**Text**:
The following document contains a selected excerpt A Record of Buddhistic Kingdoms. It is an account by the Chinese Monk Faxian of his Travels in India and Ceylon (A.D. 399-414) in search of the Buddhist books of discipline.
After travelling for seventeen days…(the pilgrims) reached the kingdom of Shen-shen, a country rugged and hilly, with a thin and barren soil. The clothes of the common people are coarse, and like those worn in our land of Han, some wearing felt and others coarse…cloth of hair;--this was the only difference seen among them. The king professed (our) Law, and there might be in the country more than four thousand monks, who were all students of the Hinayana [Thereavada]. The common people of this and other kingdoms (in that region), as well as the sramans [monks], all practice the rules of India, only that the latter do so more exactly, and the former more loosely. So (the travellers) found it in all the kingdoms through which they went…that each had its own peculiar barbarous speech. (The monks), however, who had (given up the worldly life) and quitted their families, were all students of Indian books and the Indian language. Here they stayed for about a month, and then proceeded on their journey, fifteen days walking…to the country of Woo-e…
In this also there were more than four thousand monks, all students of the Hinayana. They were very strict in their rules, so that sramans from the territory of Ts-in [i.e., northern China] were all unprepared for their regulations. Faxian, through the management of [the] overseer, was able to remain (with his company in the monastery where they were received) for more than two months…
[Later] Faxian…managed to go straight forward in a southwest direction. They found the country uninhabited as they went along. The difficulties which they encountered in crossing the streams and on their route, and the sufferings which they endured, were unparalleled in human experience, but in the course of a month and five days they succeeded in reaching Yu-teen [Khotan]. ...
Yu-teen is a pleasant and prosperous kingdom, with a numerous and flourishing population. The inhabitants all profess our Law, and join together in its religious music for their enjoyment. The monks amount to several myriads, most of whom are students of the Mahayana. They all receive their food from the common store. Throughout the country the houses of the people stand apart like (separate) stars, and each family has a small tope [stupa] reared in front of its door. … They make (in the monasteries) rooms for monks from all quarters, the use of which is given to travelling monks who may arrive, and who are provided with whatever else they require. …
The lord of the country lodged Faxian and the others comfortably, and supplied their wants, in a monastery called Gomati, of the Mahayana school. Attached to it there are three thousand monks, who are called to their meals by the sound of a bell. When they enter the refectory, their demeanour is marked, by a reverent gravity, and they take their seats in regular order, all maintaining a perfect silence. No sound is heard from their alms-bowls and other utensils. When any of these pure men require food, they are not allowed to call out (to the attendants) for it, but only make signs with their hands. ...

**Task directions**:
Decide whether each statement agrees with the excerpt on Faxian's travels, and answer yes or no, quoting the words of the excerpt that settle it. 1. The monks of Shen-shen were students of the Mahayana. 2. Reaching Yu-teen took a month and five days. 3. At the Gomati monastery, monks who need food call out to the attendants for it.

**Provided information**:
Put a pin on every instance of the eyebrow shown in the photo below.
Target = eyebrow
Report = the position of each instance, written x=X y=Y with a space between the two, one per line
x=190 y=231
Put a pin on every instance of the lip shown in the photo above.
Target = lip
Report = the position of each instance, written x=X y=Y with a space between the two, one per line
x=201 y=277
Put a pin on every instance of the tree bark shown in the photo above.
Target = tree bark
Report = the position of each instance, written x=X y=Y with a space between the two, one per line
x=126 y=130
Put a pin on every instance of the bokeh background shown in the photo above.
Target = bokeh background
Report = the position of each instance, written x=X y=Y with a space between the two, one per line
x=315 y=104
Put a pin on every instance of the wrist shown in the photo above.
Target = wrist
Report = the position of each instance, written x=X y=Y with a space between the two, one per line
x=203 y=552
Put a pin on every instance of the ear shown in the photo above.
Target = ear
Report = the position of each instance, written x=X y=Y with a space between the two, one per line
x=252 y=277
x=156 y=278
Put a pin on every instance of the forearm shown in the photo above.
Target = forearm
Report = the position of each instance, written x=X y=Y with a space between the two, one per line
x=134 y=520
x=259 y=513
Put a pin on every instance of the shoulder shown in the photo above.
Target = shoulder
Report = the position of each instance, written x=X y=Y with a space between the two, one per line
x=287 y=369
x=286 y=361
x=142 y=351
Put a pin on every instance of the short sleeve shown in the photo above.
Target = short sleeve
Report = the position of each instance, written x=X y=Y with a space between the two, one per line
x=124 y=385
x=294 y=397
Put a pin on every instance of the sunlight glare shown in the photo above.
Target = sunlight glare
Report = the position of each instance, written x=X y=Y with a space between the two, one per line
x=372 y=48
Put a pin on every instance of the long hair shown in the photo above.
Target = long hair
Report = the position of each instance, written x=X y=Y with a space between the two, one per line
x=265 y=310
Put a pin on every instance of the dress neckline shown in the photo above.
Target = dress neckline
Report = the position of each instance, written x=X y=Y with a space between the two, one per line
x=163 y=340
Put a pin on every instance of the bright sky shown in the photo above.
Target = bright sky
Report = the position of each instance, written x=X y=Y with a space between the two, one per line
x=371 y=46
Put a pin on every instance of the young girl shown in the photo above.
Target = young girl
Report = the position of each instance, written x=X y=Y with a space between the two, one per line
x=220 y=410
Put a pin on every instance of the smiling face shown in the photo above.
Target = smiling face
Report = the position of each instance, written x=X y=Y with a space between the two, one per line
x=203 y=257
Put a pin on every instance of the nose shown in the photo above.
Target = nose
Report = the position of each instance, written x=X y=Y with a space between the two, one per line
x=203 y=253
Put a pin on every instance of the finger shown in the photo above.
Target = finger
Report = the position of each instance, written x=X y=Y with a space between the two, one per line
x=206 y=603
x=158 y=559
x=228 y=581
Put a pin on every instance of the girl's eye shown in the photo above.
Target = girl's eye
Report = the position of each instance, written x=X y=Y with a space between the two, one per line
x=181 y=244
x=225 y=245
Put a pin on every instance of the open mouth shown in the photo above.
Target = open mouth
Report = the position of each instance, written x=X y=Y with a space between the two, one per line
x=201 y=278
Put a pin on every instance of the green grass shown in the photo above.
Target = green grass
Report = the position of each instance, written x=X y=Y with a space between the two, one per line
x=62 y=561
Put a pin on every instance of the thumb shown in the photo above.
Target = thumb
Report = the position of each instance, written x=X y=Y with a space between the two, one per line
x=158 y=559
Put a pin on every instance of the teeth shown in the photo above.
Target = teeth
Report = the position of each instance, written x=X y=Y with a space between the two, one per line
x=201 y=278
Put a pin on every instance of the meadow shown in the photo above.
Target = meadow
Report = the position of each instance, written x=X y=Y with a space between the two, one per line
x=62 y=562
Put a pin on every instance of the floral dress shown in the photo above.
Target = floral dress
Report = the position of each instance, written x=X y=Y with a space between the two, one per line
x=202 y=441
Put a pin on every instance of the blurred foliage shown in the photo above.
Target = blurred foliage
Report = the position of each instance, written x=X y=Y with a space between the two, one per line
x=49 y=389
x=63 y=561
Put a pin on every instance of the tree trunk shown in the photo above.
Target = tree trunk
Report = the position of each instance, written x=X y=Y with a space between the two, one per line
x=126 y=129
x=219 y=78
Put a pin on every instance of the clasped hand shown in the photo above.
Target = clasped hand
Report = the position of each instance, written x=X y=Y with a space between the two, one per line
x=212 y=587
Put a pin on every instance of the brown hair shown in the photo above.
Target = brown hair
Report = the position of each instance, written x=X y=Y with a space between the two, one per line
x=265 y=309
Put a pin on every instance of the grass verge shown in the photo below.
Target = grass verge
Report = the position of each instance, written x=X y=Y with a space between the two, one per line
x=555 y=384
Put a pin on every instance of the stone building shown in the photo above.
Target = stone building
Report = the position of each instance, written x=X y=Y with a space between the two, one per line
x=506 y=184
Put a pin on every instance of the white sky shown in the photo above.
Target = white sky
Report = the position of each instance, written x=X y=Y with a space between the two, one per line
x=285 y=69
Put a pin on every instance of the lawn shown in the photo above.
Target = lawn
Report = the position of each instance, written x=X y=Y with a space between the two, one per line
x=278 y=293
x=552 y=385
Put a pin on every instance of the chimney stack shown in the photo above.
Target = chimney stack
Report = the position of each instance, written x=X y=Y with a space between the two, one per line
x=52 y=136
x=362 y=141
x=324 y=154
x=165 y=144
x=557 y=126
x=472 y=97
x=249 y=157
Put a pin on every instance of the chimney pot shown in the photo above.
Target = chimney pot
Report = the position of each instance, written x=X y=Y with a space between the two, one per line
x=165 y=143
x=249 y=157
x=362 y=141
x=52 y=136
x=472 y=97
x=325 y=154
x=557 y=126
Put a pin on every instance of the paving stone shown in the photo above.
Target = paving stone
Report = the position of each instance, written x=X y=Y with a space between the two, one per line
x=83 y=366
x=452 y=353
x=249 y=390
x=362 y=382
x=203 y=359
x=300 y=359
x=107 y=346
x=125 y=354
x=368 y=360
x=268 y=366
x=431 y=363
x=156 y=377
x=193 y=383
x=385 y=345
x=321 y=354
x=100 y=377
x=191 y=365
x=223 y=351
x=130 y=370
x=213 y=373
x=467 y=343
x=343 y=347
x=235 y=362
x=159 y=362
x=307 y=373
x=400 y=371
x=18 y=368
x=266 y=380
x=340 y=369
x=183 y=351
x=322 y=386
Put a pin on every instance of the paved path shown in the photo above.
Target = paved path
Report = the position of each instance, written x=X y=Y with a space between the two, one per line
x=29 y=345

**Written response**:
1. No: "more than four thousand monks, who were all students of the Hinayana"
2. Yes: "in the course of a month and five days they succeeded in reaching Yu-teen"
3. No: "they are not allowed to call out (to the attendants) for it, but only make signs with their hands"